- **Given task**: Retype the material below. Keep every word exactly as it is.

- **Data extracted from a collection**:
↓↓↓

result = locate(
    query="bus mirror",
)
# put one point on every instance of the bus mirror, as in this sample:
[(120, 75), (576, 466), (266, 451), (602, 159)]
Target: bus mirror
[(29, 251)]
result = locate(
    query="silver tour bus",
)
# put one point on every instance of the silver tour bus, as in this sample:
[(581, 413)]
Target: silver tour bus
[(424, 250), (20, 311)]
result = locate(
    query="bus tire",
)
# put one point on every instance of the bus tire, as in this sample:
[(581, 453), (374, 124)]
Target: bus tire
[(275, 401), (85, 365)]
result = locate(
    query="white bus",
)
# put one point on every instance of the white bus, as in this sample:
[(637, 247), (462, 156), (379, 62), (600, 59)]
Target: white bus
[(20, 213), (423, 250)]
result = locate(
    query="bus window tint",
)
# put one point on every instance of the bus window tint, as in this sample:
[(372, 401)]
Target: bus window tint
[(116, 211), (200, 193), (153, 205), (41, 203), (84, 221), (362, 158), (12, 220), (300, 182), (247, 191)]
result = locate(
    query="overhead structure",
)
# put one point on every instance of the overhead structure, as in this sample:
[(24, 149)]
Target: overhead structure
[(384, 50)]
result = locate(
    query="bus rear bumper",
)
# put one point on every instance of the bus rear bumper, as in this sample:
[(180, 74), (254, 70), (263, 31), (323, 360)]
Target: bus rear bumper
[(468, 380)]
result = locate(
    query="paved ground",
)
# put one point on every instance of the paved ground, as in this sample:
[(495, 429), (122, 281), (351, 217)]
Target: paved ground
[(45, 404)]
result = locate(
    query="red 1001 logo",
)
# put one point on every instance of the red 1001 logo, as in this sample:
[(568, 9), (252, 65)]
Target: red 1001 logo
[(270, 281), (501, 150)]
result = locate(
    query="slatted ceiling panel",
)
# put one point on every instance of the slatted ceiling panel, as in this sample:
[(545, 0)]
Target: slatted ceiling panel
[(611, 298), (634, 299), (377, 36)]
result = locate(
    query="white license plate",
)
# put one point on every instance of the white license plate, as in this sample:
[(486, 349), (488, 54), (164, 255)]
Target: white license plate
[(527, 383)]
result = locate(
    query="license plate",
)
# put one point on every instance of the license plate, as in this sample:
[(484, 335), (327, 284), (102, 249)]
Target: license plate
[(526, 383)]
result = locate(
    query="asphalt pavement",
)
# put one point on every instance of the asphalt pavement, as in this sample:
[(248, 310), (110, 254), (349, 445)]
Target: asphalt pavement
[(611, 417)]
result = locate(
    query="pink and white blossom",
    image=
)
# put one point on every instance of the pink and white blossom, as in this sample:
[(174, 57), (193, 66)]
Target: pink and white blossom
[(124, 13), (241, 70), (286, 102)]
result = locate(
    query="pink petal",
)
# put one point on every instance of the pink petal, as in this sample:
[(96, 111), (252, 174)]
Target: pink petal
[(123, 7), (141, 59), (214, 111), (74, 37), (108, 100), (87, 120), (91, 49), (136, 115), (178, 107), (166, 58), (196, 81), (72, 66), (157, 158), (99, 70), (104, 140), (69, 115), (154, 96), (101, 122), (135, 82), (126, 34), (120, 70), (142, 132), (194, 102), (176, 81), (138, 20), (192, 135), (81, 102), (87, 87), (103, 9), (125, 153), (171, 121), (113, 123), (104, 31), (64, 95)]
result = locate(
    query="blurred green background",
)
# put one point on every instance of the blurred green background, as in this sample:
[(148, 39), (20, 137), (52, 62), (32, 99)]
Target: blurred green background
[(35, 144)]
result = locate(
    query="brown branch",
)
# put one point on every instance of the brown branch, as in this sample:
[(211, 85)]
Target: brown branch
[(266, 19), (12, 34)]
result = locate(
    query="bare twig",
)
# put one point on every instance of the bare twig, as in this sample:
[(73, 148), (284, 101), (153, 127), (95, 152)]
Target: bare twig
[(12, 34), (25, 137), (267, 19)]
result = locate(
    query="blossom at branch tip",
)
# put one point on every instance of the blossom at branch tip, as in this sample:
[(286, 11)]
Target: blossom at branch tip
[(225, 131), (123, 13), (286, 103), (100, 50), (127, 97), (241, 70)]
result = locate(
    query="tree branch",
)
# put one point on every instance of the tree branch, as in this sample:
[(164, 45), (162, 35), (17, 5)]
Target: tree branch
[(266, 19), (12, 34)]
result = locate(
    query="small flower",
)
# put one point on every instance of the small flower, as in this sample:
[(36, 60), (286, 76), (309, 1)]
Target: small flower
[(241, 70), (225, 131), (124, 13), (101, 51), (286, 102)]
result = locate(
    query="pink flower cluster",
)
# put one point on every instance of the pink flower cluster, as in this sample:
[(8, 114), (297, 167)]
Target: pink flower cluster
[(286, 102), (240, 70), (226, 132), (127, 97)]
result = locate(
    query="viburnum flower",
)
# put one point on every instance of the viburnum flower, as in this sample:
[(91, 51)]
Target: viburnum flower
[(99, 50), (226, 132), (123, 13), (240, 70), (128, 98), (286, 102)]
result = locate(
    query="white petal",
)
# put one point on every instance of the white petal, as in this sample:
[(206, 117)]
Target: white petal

↑↑↑

- **Answer for this exercise**:
result = locate(
    query="bus mirror",
)
# put one point on every instance of the bus mirror, as in this sample:
[(120, 75), (576, 466), (266, 451), (602, 159)]
Target: bus mirror
[(29, 251)]
result = locate(
    query="silver tour bus",
)
# put one point on every instance of the silver tour bus, as in this sample:
[(581, 413)]
Target: silver tour bus
[(424, 250), (20, 311)]
result = locate(
    query="bus tire",
)
# put one point on every instance of the bus tire, as in this sample:
[(581, 453), (374, 124)]
Target: bus tire
[(275, 401), (85, 365)]
result = locate(
    query="white bus",
)
# put one point on every instance of the white bus, as in this sample:
[(637, 247), (462, 156), (379, 62), (600, 59)]
Target: white bus
[(20, 213), (423, 250)]
result = locate(
    query="bus window tint",
)
# put one point on every instance of the bus window tint, as in this sample:
[(372, 401)]
Target: bus window tint
[(116, 211), (200, 193), (153, 205), (41, 203), (84, 221), (362, 158), (12, 220), (300, 182), (247, 191)]
result = locate(
    query="overhead structure",
)
# put one point on every instance of the overhead structure, as in this sample:
[(24, 149)]
Target: overhead structure
[(384, 50)]
result = locate(
    query="bus rear bumper",
)
# put one point on every instance of the bus rear bumper, as in this sample:
[(180, 74), (254, 70), (263, 31), (323, 360)]
Target: bus rear bumper
[(468, 380)]
result = locate(
    query="paved ground",
)
# put one point on every instance of the paved ground, as in this sample:
[(495, 429), (122, 281), (351, 217)]
Target: paved ground
[(45, 404)]
result = locate(
    query="red 1001 logo",
)
# put one point on every instance of the red 1001 logo, as in this sample:
[(568, 9), (252, 65)]
Target: red 1001 logo
[(270, 281), (501, 150)]
result = locate(
    query="slatted ceiling panel",
)
# put one point on every instance of the slatted ceiling panel, as in this sample:
[(545, 0)]
Target: slatted ceiling panel
[(611, 298), (634, 299), (377, 36)]
result = locate(
    query="white license plate",
)
# put one point on every instance of the white license plate, as in this sample:
[(486, 349), (488, 54), (164, 255)]
Target: white license plate
[(527, 383)]
result = locate(
    query="license plate",
)
# put one point on every instance of the license plate, as in this sample:
[(484, 335), (327, 284), (102, 249)]
Target: license plate
[(526, 383)]
result = locate(
    query="asphalt pavement",
)
# put one point on every instance of the asphalt pavement, as in this sample:
[(248, 310), (110, 254), (349, 445)]
Target: asphalt pavement
[(611, 417)]
result = locate(
    query="pink and white blossom",
    image=
)
# put one point on every instance of the pink and white blossom, as in this sample:
[(174, 57), (193, 66)]
Target: pink and white blossom
[(124, 13), (241, 70), (286, 102)]
result = locate(
    query="pink petal",
)
# put one point on every instance of the pink petal, as in this sample:
[(96, 111), (252, 174)]
Target: pink petal
[(123, 7), (141, 59), (214, 111), (74, 37), (108, 100), (87, 120), (91, 49), (136, 115), (178, 107), (166, 58), (196, 81), (72, 66), (157, 158), (99, 70), (104, 140), (69, 115), (154, 96), (101, 122), (135, 82), (126, 34), (120, 70), (142, 132), (194, 102), (176, 81), (138, 20), (192, 135), (81, 102), (87, 87), (103, 9), (125, 153), (171, 121), (113, 123), (104, 31), (64, 95)]
result = locate(
    query="blurred green background",
)
# put one point on every instance of the blurred green background, as in this sample:
[(148, 39), (20, 137), (52, 62), (32, 99)]
Target: blurred green background
[(35, 144)]
result = locate(
    query="brown branch",
)
# put one point on every instance of the brown branch, as in this sample:
[(211, 85)]
Target: brown branch
[(266, 19), (12, 34)]
result = locate(
    query="bare twig",
)
# put one point on every instance of the bare twig, as in this sample:
[(73, 148), (284, 101), (153, 127), (95, 152)]
Target: bare twig
[(12, 34), (25, 137), (267, 19)]
result = locate(
    query="blossom at branch tip",
)
# put one point on every instance of the blossom at branch tip, as in this sample:
[(286, 11)]
Target: blossom at branch tip
[(225, 131), (123, 13), (286, 103), (100, 50), (127, 97), (241, 70)]
result = locate(
    query="tree branch",
)
# put one point on every instance of the tree branch, as in this sample:
[(164, 45), (162, 35), (17, 5)]
Target: tree branch
[(266, 19), (12, 34)]
result = locate(
    query="small flower",
)
# put one point on every instance of the small flower, as in this sample:
[(36, 60), (286, 76), (309, 1)]
Target: small flower
[(241, 70), (225, 131), (124, 13), (101, 51), (286, 102)]
result = locate(
    query="pink flower cluster",
)
# put one point on every instance of the pink flower cluster, as in this sample:
[(8, 114), (297, 167)]
Target: pink flower cluster
[(286, 102), (240, 70), (226, 132), (127, 97)]
result = locate(
    query="viburnum flower",
)
# put one point on every instance of the viburnum flower, as in this sample:
[(91, 51)]
Target: viburnum flower
[(99, 50), (226, 132), (123, 13), (240, 70), (128, 98), (286, 102)]
result = locate(
    query="white petal",
)
# put one point on every instance of the white petal, as in this sample:
[(206, 117)]
Target: white petal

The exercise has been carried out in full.